(Box-labeled dataset extracts)
[START]

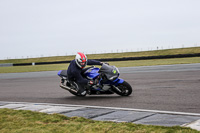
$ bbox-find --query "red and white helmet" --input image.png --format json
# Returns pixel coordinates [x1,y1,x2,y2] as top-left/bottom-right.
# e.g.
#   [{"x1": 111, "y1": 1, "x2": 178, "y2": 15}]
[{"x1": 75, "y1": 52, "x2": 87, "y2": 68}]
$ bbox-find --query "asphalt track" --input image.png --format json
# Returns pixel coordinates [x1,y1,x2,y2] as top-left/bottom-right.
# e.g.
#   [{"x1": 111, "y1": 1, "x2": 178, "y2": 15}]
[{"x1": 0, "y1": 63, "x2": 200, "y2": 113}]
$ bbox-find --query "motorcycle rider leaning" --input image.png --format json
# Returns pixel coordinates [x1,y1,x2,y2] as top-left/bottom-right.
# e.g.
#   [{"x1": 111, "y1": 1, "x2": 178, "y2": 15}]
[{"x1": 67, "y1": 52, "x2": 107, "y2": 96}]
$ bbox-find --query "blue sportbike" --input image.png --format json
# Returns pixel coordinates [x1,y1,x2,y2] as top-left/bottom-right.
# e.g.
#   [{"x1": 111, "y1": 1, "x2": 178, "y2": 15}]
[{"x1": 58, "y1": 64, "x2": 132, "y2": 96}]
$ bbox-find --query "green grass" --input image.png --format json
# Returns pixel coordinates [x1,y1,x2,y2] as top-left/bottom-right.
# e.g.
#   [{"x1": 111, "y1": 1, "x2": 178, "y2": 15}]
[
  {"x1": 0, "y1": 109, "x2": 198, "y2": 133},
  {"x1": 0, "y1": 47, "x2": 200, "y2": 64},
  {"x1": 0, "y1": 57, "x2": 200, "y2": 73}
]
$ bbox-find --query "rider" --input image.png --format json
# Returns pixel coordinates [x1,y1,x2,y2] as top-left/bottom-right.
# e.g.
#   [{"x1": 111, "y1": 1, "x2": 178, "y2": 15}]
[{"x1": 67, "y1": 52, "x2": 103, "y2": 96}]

[END]

REQUIREMENT » All entries must be written out again exactly as given, with no pictures in the copy.

THE OUTPUT »
$ bbox-find --query "red and white helmet" --input image.png --format json
# Returns pixel coordinates [x1,y1,x2,y2] as top-left/bottom-right.
# e.g.
#   [{"x1": 111, "y1": 1, "x2": 178, "y2": 15}]
[{"x1": 75, "y1": 52, "x2": 87, "y2": 68}]
$ bbox-find --query "asphalt track" --input image.png --format json
# Returns pixel coordinates [x1,y1,x2,y2] as top-left/bottom-right.
# e.g.
#   [{"x1": 111, "y1": 1, "x2": 178, "y2": 15}]
[{"x1": 0, "y1": 63, "x2": 200, "y2": 113}]
$ bbox-find --query "motorcycle rider leaning" --input image.png --format json
# Returns pixel coordinates [x1,y1,x2,y2] as top-left/bottom-right.
# e.g.
#   [{"x1": 111, "y1": 1, "x2": 178, "y2": 15}]
[{"x1": 67, "y1": 52, "x2": 107, "y2": 96}]
$ bbox-find --query "blue sportbike" --input image.png --format json
# Returns pixel coordinates [x1,y1,x2,y2] as top-left/bottom-right.
# e.g.
#   [{"x1": 111, "y1": 1, "x2": 178, "y2": 15}]
[{"x1": 58, "y1": 64, "x2": 132, "y2": 96}]
$ bbox-find --query "green grass" --input image.png --format json
# Returns pixel coordinates [x1,y1,x2,y2] as top-left/bottom-right.
# e.g.
#   [{"x1": 111, "y1": 1, "x2": 178, "y2": 15}]
[
  {"x1": 0, "y1": 109, "x2": 198, "y2": 133},
  {"x1": 0, "y1": 47, "x2": 200, "y2": 64},
  {"x1": 0, "y1": 57, "x2": 200, "y2": 73}
]
$ bbox-find --query "rider" --input image.png --format json
# Returns pixel coordinates [x1,y1,x2,y2] as top-left/bottom-right.
# e.g.
#   [{"x1": 111, "y1": 1, "x2": 178, "y2": 15}]
[{"x1": 67, "y1": 52, "x2": 103, "y2": 96}]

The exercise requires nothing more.